── Source data
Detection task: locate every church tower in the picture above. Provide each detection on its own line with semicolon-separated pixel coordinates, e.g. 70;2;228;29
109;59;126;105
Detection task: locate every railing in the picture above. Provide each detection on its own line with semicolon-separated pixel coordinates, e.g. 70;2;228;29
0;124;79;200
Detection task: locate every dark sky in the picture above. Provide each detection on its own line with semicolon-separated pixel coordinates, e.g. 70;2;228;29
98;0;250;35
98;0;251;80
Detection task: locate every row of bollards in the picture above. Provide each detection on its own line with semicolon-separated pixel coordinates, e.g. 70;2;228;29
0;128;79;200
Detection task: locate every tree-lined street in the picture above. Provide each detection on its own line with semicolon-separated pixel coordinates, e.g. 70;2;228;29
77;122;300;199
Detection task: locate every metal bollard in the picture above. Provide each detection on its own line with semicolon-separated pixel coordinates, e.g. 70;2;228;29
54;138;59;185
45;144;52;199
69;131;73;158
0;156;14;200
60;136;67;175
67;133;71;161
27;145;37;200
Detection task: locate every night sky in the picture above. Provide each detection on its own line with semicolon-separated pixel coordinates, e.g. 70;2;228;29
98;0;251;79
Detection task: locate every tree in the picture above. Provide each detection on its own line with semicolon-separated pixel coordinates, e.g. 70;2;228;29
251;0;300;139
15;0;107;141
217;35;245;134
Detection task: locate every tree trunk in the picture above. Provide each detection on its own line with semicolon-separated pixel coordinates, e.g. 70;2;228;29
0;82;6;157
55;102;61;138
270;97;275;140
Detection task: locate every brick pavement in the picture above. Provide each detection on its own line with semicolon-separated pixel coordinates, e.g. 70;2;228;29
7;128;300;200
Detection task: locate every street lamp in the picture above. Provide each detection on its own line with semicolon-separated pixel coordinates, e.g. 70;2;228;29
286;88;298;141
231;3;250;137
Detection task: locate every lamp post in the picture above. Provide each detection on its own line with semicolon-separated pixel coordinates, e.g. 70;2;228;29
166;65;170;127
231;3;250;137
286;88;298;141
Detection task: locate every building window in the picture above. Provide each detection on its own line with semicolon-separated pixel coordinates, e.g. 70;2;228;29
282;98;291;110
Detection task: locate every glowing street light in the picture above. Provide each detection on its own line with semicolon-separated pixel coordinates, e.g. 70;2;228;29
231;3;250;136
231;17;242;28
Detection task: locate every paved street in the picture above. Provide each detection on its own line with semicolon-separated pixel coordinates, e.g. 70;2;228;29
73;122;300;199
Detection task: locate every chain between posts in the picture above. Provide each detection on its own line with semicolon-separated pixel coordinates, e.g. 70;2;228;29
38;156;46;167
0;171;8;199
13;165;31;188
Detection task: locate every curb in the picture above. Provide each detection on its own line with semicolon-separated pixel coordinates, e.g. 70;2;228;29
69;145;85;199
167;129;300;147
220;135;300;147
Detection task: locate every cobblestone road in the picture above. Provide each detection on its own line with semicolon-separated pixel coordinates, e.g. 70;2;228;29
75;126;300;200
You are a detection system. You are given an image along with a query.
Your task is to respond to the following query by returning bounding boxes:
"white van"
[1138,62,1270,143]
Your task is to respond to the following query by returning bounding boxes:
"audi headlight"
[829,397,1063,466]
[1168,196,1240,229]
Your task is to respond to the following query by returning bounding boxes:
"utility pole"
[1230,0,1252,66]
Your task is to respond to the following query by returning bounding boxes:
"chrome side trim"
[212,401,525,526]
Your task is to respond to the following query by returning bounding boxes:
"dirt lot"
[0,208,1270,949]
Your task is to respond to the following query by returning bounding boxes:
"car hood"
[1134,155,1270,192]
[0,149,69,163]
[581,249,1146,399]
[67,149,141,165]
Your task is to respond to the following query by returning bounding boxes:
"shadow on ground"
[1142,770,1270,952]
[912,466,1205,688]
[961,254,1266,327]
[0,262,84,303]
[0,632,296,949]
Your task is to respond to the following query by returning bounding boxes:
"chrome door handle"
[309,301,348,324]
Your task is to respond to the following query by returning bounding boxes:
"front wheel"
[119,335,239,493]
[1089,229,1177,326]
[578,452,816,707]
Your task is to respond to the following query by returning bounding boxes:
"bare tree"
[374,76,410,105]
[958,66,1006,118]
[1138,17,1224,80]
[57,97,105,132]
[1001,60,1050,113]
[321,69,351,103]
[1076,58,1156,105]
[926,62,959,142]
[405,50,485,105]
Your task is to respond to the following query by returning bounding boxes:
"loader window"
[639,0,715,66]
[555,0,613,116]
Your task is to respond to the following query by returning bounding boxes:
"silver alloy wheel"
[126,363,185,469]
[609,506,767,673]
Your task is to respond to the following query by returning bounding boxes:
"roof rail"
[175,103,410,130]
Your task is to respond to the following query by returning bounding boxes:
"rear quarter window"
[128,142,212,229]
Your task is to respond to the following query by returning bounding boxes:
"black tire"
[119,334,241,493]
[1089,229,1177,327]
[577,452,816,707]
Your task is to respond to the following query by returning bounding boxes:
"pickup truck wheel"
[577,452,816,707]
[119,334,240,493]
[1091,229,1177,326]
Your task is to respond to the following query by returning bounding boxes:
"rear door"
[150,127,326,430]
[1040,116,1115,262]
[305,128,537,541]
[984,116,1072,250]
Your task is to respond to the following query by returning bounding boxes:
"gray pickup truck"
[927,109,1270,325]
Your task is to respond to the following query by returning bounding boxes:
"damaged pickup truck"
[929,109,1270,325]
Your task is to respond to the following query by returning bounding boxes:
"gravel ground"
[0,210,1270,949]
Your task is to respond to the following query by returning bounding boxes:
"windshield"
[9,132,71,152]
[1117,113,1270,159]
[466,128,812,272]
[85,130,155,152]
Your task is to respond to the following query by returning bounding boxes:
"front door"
────
## Task to complete
Copy the whole listing above, character for character, without changing, adding, or leaving out anything.

## Solution for this problem
Detection task: locate every church tower in the picture above. Provide each detection on its own line with semicolon-separated pixel coordinates, e.g. 70;2;228;29
109;59;126;105
Detection task: locate every railing in the picture above. Provide each detection on its own line with semicolon-separated pixel coordinates, e.g. 70;2;228;29
0;124;79;200
Detection task: locate every dark sky in the picture above. Provide each detection on its own line with semicolon-separated pixel coordinates, e.g. 70;2;228;29
98;0;250;35
98;0;251;80
Detection task: locate every row of bollards in the picture above. Provide each detection on its own line with semicolon-separated pixel coordinates, e.g. 70;2;228;29
0;128;79;200
Detection task: locate every tree-lined street in the picture above. Provide each detection on its own line with semicolon-separated pixel coordinates, e.g. 70;2;228;29
77;122;300;199
Detection task: locate every metal bollard in the picture above. Provide each detection on its own line with semicolon-separated pixel coordinates, e.g. 70;2;228;29
54;138;59;185
45;144;52;199
69;131;73;158
0;156;14;200
60;136;67;175
67;133;71;161
27;145;37;200
Detection task: locate every night sky in the picture above. Provide each detection on its own line with semicolon-separated pixel coordinates, e.g. 70;2;228;29
98;0;251;79
Detection task: locate every tree in the picture above. Provide each detection on its own line with semicolon-separated pixel coordinates, e.g. 70;2;228;29
251;0;300;139
15;0;107;141
217;35;245;134
Detection task: locate every tree trunk in the picture above. Provide each detection on its own line with semicolon-separated pixel coordinates, e.g. 70;2;228;29
0;82;6;157
55;102;61;138
270;97;275;140
Detection task: locate every brick pavement in the picture above. Provide each detection on its own line with semicolon-separated pixel coordinates, e.g. 70;2;228;29
7;128;300;200
Detection task: locate every street lamp in the picture above. Provide each detection on its own line with semicolon-separated pixel coordinates, e.g. 70;2;228;29
286;88;298;141
231;3;250;137
Detection task: locate every lamp post in the picture above. Provide each detection on its own line with semicolon-separated pixel coordinates, e.g. 70;2;228;29
166;65;170;127
231;3;250;137
286;88;298;141
Detection task: locate every building window in the picture above. Provide each detection on its own line with semicolon-separated pixel coordinates, e.g. 70;2;228;29
282;98;291;110
Detection task: locate every glowing street light in the picture above. Provide each detection on its own line with semicolon-separated pixel coordinates, e.g. 70;2;228;29
231;3;250;136
231;17;242;28
Detection task: locate every paved street in the picture above. Provide each detection on its own line with semicolon-separated pixel coordinates, e.g. 70;2;228;29
73;122;300;199
Detection task: locate every chain between posts in the picture above. Provide each detection on its own line with semicolon-separated pixel coordinates, e.g. 70;2;228;29
38;156;46;167
0;171;8;199
13;165;31;188
Detection task: locate every curb in the picture above. Provide each detection on its own line with semicolon-separated pixel coordinates, e.g. 70;2;228;29
69;145;85;199
167;129;300;147
220;135;300;147
Detection task: locate every cobblestone road in the picture above. Provide each detection on its own line with semicolon-separated pixel coordinates, e.g. 70;2;228;29
75;126;300;200
You are a detection system. You are given an image along with a query.
Your task is to respond to the following query by returning bounding boxes:
"white van"
[1138,62,1270,143]
Your task is to respond to the following query by returning bounding boxes:
"audi headlight"
[829,397,1063,466]
[1168,196,1240,229]
Your task is to respond to the following query by returning bounding boxes:
"utility pole"
[1230,0,1252,66]
Your task is to respond to the following query by returning bounding boxes:
"chrome side trim"
[212,401,525,526]
Your task is to respond to the following query by returning bounding boxes:
"dirt lot"
[0,208,1270,949]
Your task is to respond to the following query by returning bounding boxes:
"car hood"
[1134,155,1270,192]
[0,149,69,163]
[581,249,1146,399]
[67,149,141,165]
Your task is to respond to the following query by returning bounding boxes:
"shadow on ground"
[1142,770,1270,952]
[912,466,1205,688]
[961,254,1266,327]
[0,262,84,303]
[0,632,296,949]
Your task is to respond to the following query by returning bounding boxes:
"chrome door handle"
[309,301,348,324]
Your task is to respond to the following query by returning bounding boxes:
"front wheel"
[119,335,239,493]
[1089,229,1177,326]
[578,452,816,707]
Your task is to respond to the following query by returning bounding boxes:
"bare tree"
[374,76,410,105]
[958,66,1006,118]
[1138,17,1224,80]
[57,97,105,132]
[1001,60,1050,113]
[321,69,351,103]
[1076,58,1156,105]
[926,62,959,142]
[405,50,485,105]
Your task is to respond to the following query by returning bounding boxes:
"loader window"
[639,0,715,66]
[555,0,613,116]
Your task is to respond to the following query by returning bounding boxes:
"silver alloy wheel"
[126,363,185,469]
[609,506,767,673]
Your task is to respond to the following query by returning bounding boxes:
"roof rail"
[175,103,410,130]
Your task is to respond to the following query by returning bounding boxes:
"rear quarter window"
[128,142,212,229]
Your task is to respond to the following query by returning bounding boxes:
"black tire"
[119,334,241,493]
[1089,229,1177,327]
[577,452,816,707]
Your task is to respond to the following query by returning bounding boxes:
"pickup truck wheel"
[577,452,816,707]
[119,334,240,493]
[1091,229,1177,326]
Your task is to respond to the following query by returning bounding boxes:
"rear door"
[150,127,326,430]
[1040,116,1115,262]
[305,128,537,541]
[984,116,1072,250]
Your task is to respond to the following query by returning bounding boxes:
"gray pickup truck"
[927,109,1270,325]
Your task is to respond to the following query by returning bounding boxes:
"damaged pickup truck"
[929,109,1270,325]
Your task is to respond to the following query by returning bounding boxes:
"gravel ground"
[0,210,1270,949]
Your task is to respond to the following query by returning bounding boxes:
"windshield"
[9,132,71,152]
[1117,113,1270,159]
[466,128,812,272]
[85,130,155,152]
Your task is to respond to the following query by returning bounding boxes:
"front door"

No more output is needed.